◆ TASK TO COMPLETE
Leaving out the pictures, output the lines from the one that contains "Locate every instance of the front bumper" through the end of the material, exactly as they stand.

-- Start of RECORD EXCERPTS --

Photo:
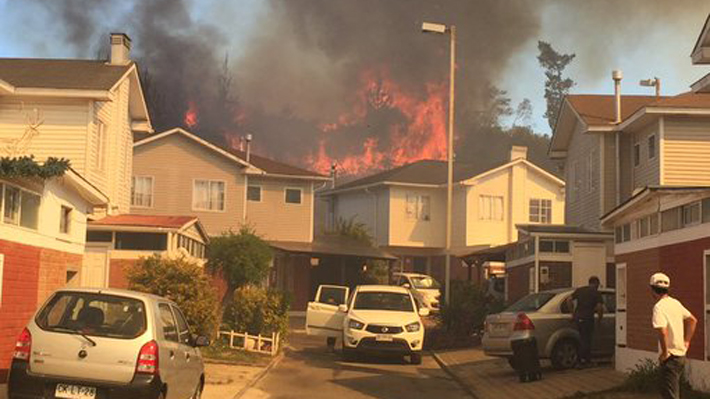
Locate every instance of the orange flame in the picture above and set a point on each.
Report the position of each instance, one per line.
(421, 136)
(190, 119)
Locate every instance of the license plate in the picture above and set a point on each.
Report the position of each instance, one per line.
(74, 392)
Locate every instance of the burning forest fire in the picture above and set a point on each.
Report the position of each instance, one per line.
(419, 131)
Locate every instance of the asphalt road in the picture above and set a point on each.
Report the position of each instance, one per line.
(310, 371)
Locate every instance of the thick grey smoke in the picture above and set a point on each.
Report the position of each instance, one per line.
(303, 65)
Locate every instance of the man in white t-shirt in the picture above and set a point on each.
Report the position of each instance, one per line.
(675, 326)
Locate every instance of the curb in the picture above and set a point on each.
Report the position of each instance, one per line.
(274, 362)
(447, 369)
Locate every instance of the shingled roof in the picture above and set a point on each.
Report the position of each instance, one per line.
(425, 172)
(61, 74)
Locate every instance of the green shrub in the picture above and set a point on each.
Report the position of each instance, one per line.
(183, 282)
(256, 310)
(467, 309)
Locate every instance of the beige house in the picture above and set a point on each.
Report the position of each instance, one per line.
(405, 208)
(179, 173)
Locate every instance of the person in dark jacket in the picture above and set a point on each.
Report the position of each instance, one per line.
(589, 302)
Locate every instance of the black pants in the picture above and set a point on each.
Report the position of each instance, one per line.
(586, 332)
(671, 371)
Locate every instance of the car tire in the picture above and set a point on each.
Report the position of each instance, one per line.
(565, 354)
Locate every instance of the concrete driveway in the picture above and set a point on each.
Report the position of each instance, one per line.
(310, 371)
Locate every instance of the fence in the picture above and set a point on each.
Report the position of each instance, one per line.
(253, 343)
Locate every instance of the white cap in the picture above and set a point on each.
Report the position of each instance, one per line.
(660, 280)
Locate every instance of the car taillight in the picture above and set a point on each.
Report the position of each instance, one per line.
(148, 359)
(523, 323)
(23, 346)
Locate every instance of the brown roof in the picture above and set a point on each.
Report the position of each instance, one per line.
(60, 74)
(156, 221)
(599, 109)
(426, 171)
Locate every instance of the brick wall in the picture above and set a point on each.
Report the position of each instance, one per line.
(684, 265)
(19, 296)
(518, 281)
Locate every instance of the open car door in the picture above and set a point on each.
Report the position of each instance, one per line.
(323, 317)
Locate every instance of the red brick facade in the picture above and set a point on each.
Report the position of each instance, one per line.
(30, 274)
(683, 263)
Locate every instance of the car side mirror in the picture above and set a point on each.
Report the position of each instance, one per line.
(201, 341)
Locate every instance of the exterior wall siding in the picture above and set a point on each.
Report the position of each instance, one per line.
(582, 202)
(61, 130)
(275, 219)
(172, 187)
(686, 151)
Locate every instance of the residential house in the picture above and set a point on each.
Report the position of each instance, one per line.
(404, 208)
(661, 218)
(122, 240)
(226, 189)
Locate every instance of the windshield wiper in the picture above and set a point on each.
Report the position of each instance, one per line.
(76, 331)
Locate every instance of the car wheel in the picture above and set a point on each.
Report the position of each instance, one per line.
(565, 354)
(198, 391)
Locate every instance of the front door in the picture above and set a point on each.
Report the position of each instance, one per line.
(323, 317)
(94, 272)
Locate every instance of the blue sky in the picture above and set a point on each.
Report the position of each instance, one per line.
(660, 48)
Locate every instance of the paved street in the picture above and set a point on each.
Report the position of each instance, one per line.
(310, 371)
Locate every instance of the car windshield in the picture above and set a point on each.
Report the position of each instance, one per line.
(424, 282)
(93, 314)
(531, 302)
(383, 301)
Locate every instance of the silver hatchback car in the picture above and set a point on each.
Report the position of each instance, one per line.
(106, 343)
(547, 317)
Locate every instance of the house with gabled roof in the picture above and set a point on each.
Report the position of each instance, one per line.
(404, 208)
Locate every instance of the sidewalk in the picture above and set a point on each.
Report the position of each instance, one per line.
(492, 378)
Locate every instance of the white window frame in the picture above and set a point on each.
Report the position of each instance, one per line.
(69, 220)
(209, 189)
(649, 140)
(540, 208)
(490, 215)
(286, 196)
(261, 192)
(152, 191)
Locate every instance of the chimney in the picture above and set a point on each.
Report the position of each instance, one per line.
(617, 76)
(120, 49)
(248, 139)
(517, 151)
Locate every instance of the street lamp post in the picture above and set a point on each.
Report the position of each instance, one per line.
(451, 30)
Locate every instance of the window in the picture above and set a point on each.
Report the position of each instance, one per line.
(418, 207)
(293, 195)
(142, 241)
(651, 146)
(554, 246)
(65, 220)
(670, 219)
(167, 320)
(637, 154)
(254, 193)
(100, 146)
(208, 195)
(490, 207)
(540, 211)
(142, 191)
(691, 214)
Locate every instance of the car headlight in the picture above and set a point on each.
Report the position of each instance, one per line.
(356, 325)
(413, 327)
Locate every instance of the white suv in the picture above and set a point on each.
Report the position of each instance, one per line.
(377, 318)
(106, 343)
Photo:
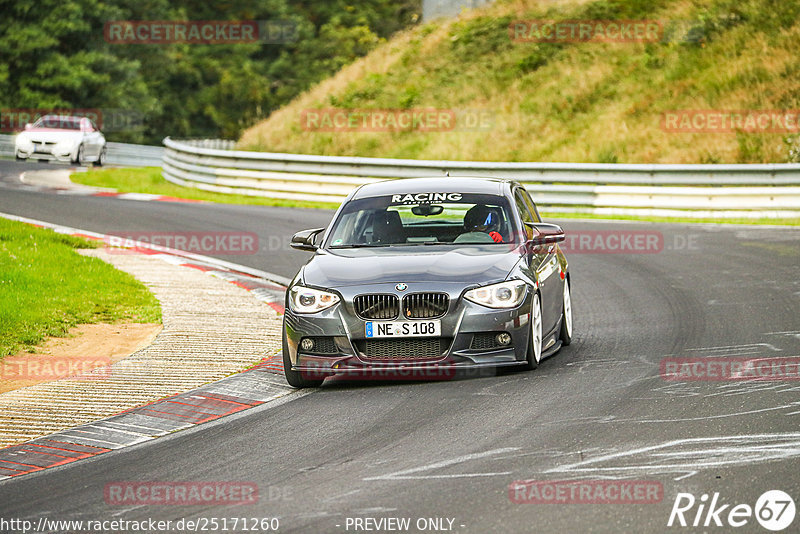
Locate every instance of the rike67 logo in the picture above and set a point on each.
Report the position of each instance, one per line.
(774, 510)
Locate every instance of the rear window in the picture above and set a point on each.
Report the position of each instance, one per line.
(423, 219)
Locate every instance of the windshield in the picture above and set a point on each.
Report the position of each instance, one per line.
(423, 219)
(58, 122)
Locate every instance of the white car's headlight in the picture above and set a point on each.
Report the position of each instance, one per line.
(306, 300)
(508, 294)
(23, 141)
(65, 145)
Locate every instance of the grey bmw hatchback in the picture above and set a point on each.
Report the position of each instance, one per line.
(420, 277)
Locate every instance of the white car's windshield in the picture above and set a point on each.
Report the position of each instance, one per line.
(58, 122)
(423, 219)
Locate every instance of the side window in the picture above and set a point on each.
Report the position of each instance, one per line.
(531, 205)
(524, 211)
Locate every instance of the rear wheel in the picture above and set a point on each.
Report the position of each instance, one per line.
(566, 316)
(296, 378)
(535, 337)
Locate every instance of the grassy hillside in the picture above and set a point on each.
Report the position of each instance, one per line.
(576, 102)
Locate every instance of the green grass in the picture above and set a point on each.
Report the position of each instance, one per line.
(46, 288)
(572, 102)
(149, 180)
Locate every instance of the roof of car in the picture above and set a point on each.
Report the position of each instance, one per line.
(439, 184)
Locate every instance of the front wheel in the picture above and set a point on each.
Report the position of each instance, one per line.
(296, 378)
(535, 337)
(79, 157)
(566, 316)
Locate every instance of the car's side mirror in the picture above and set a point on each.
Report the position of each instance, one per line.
(545, 233)
(305, 240)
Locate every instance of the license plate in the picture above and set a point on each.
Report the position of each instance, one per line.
(403, 329)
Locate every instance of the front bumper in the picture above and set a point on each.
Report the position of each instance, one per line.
(466, 340)
(53, 152)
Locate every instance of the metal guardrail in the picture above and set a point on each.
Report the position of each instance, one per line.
(759, 190)
(125, 154)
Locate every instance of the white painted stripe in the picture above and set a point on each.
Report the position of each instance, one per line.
(445, 463)
(138, 196)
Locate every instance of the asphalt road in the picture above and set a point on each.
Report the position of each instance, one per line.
(597, 411)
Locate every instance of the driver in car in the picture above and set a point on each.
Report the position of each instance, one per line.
(481, 219)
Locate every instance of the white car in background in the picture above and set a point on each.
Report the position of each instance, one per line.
(62, 138)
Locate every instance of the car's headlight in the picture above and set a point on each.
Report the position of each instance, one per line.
(65, 145)
(503, 295)
(306, 300)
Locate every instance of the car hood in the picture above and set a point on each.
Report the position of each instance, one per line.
(51, 135)
(468, 265)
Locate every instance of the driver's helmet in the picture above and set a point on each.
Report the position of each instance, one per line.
(481, 218)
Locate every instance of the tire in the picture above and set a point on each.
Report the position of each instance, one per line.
(566, 316)
(79, 156)
(535, 337)
(296, 378)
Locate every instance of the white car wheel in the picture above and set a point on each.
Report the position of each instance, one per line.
(535, 342)
(566, 318)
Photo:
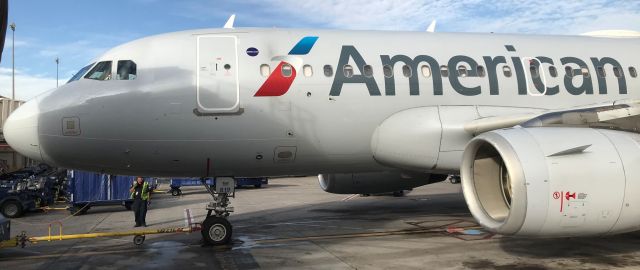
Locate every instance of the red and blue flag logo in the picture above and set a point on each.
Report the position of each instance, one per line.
(278, 84)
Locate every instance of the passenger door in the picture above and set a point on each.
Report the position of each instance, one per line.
(217, 87)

-- End of RECORD EXCERPTS --

◆ FULL OUTPUT
Locate every instance of the front bumper in the picture above and set a point on each.
Report the position of each instance, one per line.
(466, 340)
(53, 152)
Locate every instance of the metal guardrail in the picture above and set a point on each.
Report the position of each instance, one per line.
(759, 190)
(125, 154)
Locate every instance of the white painted stripe in the picture above and set a point on each.
Report the position of each instance, one per line.
(445, 463)
(138, 196)
Locate every instance of the asphalt road in the picture above and set a point on each.
Report the position of each instance, one per line.
(597, 411)
Locate every instance of the driver in car in the picture above and set a point on each.
Report the position of each instance, one per line.
(481, 219)
Locate every instance of the white car in background in the picture above and set a point on each.
Report the position of each instance, one per line.
(62, 138)
Locate every instance of the car's headlight in the picture above and set a point on each.
Report the position of each instance, one per line.
(65, 145)
(503, 295)
(306, 300)
Locate every instance of the car hood in the picture above and set a point on each.
Report the position of each instance, one per line.
(51, 135)
(468, 265)
Locate every instance of the driver's helmet in the picture above and set a point on each.
Report the position of each instance, one per line.
(481, 218)
Locate every instance of the tire in the picture above and set a point on each.
Report the position of each instance, one per line.
(566, 316)
(79, 156)
(535, 337)
(296, 378)
Locate every instance of the white car wheel in the picture above and set a point on each.
Report the position of each instance, one per line.
(535, 342)
(566, 318)
Photo:
Locate every instance of the red and blue flag logo in the picture above and set a point on each.
Report the position of each instance, one per line.
(278, 84)
Locate every instance of the passenger door in the picture above and set a point on each.
Report the position of each instance, one per line.
(217, 87)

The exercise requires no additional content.